### [SOURCE DOCUMENT]
— begin —
Ethan meets Jim again

After the heist in Langley, Ethan sees that the Bible he used in the safe house was stamped “PLACED BY THE GIDEONS IN THE DRAKE HOTEL CHICAGO”. This is where he figures out what really happened and that Jim Phelps is the turncoat.   In the Apartment Sequence earlier in the film, Ethan Hunt tells Jim Phelps that they missed him in Kiev, and Jack Harmon asks, “were you on some cushy recruiting assignment again?” When Ethan asks, “Where did they put you up this time, The Plaza?” Jim answers, “The Drake Hotel. Chicago.”   Ah, yes, “24-hour room service, chauffeured cars . . .” It seems like a little background info for us as to the fact the team has been in Kiev, Jim was not, and Jim was in Chicago at The Drake Hotel. Ethan figured that if Jim was looking at the Bible from the Drake Hotel, it was to communicate with Max. This comes out in this scene with Jim and Ethan at the restaurant. Jim Phelps tracks down Ethan and has a discussion in a restaurant explaining that Kittridge was really the mole. While he talks through how Kittridge did it, clips are shown with what really happened. This is where the audience sees that Jim was really the mole.   Ethan plays along, even though he knows Jim is the mole. He lets Jim explain why someone would become a mole and doesn’t let Jim know that Ethan is on to him. As we've discussed before, the con has been played.   Jim tried to have Ethan, and the audience, believe that he was killed in the first mission.  The first time you watched the movie, I'm sure you were duped too.   This was a common theme in the television show as well. We've also discussed elsewhere that there was an attempt to pull the television show fans into this movie.   However, when I saw this in the theater, this scene is where I made the decision to stop watching any more Mission: Impossible movies.   In fact, from my first seeing this film, it was over 20 years before I watched the rest of the Mission: Impossible films.   I love spy movies, but I guess I can hold a grudge for a long time. I was very mad that Jim was the bad guy and had turned.   Yes, in the television show, most of the bad guys were agents, but Jim was always the good guy.   Why would you bring his character back into this movie only to make him the bad guy?   It made the twist very effective but really made me mad.
— end —
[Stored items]
— begin —
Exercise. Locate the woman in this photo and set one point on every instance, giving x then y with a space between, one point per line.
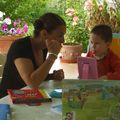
26 62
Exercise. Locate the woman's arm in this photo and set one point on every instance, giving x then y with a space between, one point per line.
32 77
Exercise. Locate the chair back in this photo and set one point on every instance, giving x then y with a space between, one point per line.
115 45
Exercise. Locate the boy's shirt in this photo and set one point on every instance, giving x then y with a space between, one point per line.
109 65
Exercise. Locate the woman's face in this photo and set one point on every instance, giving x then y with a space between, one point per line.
57 34
99 46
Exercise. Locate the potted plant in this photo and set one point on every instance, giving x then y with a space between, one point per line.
10 31
76 37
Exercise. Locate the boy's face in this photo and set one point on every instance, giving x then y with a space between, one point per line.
98 45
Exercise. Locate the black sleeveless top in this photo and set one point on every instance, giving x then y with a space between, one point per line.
11 79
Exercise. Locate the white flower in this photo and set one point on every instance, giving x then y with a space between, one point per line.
7 21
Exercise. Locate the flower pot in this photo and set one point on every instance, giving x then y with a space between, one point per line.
70 52
6 41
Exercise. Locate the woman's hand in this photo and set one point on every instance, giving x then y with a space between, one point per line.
58 74
104 77
53 46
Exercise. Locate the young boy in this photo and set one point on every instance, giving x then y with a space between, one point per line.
108 63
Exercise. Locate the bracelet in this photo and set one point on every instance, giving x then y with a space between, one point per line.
55 55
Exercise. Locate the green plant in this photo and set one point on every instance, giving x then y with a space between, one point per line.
103 13
74 17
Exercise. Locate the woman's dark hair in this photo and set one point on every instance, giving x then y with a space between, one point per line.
104 31
49 22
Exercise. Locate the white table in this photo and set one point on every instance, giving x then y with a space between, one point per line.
43 112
— end —
### [WHAT YOU NEED TO DO]
1. Duplicate the entire passage about the Mission: Impossible restaurant scene, with no changes.
2. Gather every line of the stored items that contains the word "white", and copy each one out.
The text and the stored items have no connection to each other.

### [WORKED ANSWERS]
1.
Ethan meets Jim again

After the heist in Langley, Ethan sees that the Bible he used in the safe house was stamped “PLACED BY THE GIDEONS IN THE DRAKE HOTEL CHICAGO”. This is where he figures out what really happened and that Jim Phelps is the turncoat.   In the Apartment Sequence earlier in the film, Ethan Hunt tells Jim Phelps that they missed him in Kiev, and Jack Harmon asks, “were you on some cushy recruiting assignment again?” When Ethan asks, “Where did they put you up this time, The Plaza?” Jim answers, “The Drake Hotel. Chicago.”   Ah, yes, “24-hour room service, chauffeured cars . . .” It seems like a little background info for us as to the fact the team has been in Kiev, Jim was not, and Jim was in Chicago at The Drake Hotel. Ethan figured that if Jim was looking at the Bible from the Drake Hotel, it was to communicate with Max. This comes out in this scene with Jim and Ethan at the restaurant. Jim Phelps tracks down Ethan and has a discussion in a restaurant explaining that Kittridge was really the mole. While he talks through how Kittridge did it, clips are shown with what really happened. This is where the audience sees that Jim was really the mole.   Ethan plays along, even though he knows Jim is the mole. He lets Jim explain why someone would become a mole and doesn’t let Jim know that Ethan is on to him. As we've discussed before, the con has been played.   Jim tried to have Ethan, and the audience, believe that he was killed in the first mission.  The first time you watched the movie, I'm sure you were duped too.   This was a common theme in the television show as well. We've also discussed elsewhere that there was an attempt to pull the television show fans into this movie.   However, when I saw this in the theater, this scene is where I made the decision to stop watching any more Mission: Impossible movies.   In fact, from my first seeing this film, it was over 20 years before I watched the rest of the Mission: Impossible films.   I love spy movies, but I guess I can hold a grudge for a long time. I was very mad that Jim was the bad guy and had turned.   Yes, in the television show, most of the bad guys were agents, but Jim was always the good guy.   Why would you bring his character back into this movie only to make him the bad guy?   It made the twist very effective but really made me mad.

2.
Exercise. Locate the white flower in this photo and set one point on every instance, giving x then y with a space between, one point per line.
Exercise. Locate the white table in this photo and set one point on every instance, giving x then y with a space between, one point per line.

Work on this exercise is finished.